Фрагмент страницы:
========

В апреле 1936 года с трибуны X съезда ВЛКСМ, обращаясь к молодёжи, он говорит мудрые слова:
«Запасайтесь беспощадной самокритикой, скромностью, так свойственной почти всем искателям истины, с благодарностью прислушивайтесь к основательным возражениям на ваши доводы, ибо, по выражению гениального современника великой эпохи Возрождения Леонардо да Винчи, «противник, вскрывающий ваши ошибки, полезнее для вас, чем друг, желающий их скрыть».
Через три месяца он умер. Одним из последних на даче в Удельной его видел академик Ферсман, который только что вернулся из заграничной командировки. Карпинский требовал от него доклада по стратиграфии Конго, обзора швейцарских работ по борьбе со снежными лавинами, интересовался радиевыми рудами Африки. Дочке говорил: «Некогда мне болеть…» Умер тихо, во сне. Орудийный залп охнул над площадью, когда Кржижановский ставил урну с его прахом в нишу кремлёвской стены. Он прожил почти 90 лет, 70 – был геологом, 50 – академиком, 20 – президентом академии. И навсегда остался классиком науки.
Николай Кибальчич:
«ВЕРЮ В ОСУЩЕСТВИМОСТЬ МОЕЙ ИДЕИ»

========

Задание:
Ответьте по фрагменту о Карпинском:
1. Когда и откуда он обратился к молодёжи?
2. Кто из академиков одним из последних видел его на даче в Удельной?
3. Сколько лет он был президентом академии?

========

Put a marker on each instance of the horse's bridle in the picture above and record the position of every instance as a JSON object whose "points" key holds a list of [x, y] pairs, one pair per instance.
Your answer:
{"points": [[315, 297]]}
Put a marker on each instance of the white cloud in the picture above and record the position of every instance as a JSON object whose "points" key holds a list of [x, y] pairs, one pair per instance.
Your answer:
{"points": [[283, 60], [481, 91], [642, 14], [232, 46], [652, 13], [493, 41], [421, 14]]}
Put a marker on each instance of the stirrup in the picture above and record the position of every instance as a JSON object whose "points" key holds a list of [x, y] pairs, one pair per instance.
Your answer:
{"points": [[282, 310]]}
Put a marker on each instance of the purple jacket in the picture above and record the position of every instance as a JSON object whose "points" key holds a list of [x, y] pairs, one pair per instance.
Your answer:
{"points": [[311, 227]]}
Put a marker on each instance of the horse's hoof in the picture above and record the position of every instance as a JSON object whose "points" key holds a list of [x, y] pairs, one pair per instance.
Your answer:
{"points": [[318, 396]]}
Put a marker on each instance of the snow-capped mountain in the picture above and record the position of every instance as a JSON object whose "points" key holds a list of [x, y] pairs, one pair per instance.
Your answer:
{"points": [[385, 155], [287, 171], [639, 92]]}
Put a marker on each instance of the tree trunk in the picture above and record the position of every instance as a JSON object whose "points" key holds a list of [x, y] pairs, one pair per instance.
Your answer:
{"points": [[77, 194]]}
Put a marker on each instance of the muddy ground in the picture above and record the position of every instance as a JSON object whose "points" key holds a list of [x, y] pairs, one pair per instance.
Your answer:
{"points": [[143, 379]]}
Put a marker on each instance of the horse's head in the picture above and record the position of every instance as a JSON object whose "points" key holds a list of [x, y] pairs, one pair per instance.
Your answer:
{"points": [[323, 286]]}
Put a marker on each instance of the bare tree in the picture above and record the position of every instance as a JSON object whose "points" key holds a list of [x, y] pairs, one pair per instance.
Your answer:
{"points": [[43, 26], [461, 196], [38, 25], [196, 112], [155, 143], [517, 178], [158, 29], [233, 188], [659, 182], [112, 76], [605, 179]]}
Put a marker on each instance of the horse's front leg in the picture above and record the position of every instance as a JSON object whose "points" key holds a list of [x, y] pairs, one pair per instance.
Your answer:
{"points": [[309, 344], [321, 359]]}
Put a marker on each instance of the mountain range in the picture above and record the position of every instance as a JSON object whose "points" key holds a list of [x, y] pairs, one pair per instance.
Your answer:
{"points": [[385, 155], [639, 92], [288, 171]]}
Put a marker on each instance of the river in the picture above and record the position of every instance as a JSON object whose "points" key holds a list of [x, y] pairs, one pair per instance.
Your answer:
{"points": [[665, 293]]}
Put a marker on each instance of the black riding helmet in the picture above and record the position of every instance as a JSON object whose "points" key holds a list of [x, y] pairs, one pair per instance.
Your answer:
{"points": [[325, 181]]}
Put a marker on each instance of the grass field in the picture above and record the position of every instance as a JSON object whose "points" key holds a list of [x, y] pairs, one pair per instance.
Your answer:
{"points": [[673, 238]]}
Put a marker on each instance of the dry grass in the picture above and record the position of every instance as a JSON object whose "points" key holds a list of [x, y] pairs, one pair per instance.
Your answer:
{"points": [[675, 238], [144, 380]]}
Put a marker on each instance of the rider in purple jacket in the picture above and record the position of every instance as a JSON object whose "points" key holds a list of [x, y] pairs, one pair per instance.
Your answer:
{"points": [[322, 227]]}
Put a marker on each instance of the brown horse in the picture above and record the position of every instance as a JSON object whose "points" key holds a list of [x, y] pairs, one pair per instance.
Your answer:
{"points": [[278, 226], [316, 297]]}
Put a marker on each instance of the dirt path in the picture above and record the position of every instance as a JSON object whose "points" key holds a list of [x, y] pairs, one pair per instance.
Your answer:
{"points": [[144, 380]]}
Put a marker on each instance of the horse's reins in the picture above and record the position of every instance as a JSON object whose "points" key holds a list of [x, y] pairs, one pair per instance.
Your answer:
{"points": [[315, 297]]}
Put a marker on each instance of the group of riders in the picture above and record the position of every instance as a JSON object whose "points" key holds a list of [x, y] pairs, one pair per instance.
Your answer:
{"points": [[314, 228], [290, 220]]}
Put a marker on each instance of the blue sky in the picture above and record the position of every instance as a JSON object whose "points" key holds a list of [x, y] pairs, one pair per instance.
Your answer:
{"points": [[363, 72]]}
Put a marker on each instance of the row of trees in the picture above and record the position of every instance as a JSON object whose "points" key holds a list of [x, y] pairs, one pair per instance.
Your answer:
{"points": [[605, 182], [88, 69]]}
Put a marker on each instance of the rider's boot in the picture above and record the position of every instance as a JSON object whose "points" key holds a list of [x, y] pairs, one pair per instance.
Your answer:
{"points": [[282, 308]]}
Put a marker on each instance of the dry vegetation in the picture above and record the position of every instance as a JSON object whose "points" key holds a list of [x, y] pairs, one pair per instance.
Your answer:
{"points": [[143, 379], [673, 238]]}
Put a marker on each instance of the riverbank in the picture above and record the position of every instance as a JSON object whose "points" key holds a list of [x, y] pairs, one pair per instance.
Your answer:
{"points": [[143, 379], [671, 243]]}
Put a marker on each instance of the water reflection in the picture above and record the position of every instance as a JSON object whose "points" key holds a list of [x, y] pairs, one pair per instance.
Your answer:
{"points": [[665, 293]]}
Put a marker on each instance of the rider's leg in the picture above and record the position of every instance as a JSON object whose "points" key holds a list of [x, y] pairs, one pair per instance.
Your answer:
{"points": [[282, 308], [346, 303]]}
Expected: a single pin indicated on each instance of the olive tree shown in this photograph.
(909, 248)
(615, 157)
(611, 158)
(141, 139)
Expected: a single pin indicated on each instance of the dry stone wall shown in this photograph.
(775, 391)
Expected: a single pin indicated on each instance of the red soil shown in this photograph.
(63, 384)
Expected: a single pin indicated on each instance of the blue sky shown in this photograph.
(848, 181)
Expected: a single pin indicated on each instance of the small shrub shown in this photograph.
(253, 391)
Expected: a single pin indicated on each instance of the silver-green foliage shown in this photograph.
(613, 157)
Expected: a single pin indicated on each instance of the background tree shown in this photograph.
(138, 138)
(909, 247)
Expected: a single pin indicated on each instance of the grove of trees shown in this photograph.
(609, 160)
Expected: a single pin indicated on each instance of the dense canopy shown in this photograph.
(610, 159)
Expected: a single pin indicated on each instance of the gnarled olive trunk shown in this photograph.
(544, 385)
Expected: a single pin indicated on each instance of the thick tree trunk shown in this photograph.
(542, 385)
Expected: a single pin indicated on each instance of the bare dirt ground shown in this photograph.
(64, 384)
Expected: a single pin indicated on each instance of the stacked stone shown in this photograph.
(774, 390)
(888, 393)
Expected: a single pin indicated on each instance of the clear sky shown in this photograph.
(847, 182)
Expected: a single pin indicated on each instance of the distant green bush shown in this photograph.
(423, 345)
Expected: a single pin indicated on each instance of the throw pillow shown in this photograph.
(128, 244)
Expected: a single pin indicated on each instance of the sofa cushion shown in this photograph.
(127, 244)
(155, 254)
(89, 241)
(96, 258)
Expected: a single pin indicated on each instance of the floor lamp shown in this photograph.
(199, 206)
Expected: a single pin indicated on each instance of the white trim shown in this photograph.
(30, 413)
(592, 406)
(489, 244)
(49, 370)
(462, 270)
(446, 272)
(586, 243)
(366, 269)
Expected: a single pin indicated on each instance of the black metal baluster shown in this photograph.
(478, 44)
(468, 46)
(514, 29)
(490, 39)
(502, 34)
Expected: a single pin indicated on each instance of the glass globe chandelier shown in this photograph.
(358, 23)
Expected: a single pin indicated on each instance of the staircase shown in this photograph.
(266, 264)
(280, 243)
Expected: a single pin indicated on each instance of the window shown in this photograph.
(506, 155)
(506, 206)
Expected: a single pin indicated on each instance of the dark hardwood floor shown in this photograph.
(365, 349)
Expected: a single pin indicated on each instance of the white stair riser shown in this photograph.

========

Ответ на задание:
1. В апреле 1936 года, с трибуны X съезда ВЛКСМ.
2. Академик Ферсман.
3. 20 лет.